→ Record set:
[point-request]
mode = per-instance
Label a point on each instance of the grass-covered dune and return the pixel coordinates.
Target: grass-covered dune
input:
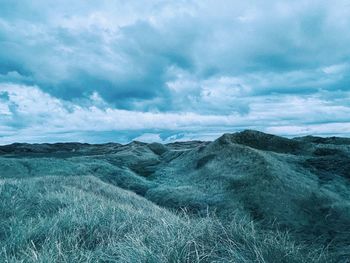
(245, 197)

→ Task brief:
Leave the images behind and write out every entry exactly.

→ Response box:
[point-request]
mode = per-instance
Label a point on each instance of the grass-covered dune and return the pixel coordinates.
Target: grass-covered dune
input:
(245, 197)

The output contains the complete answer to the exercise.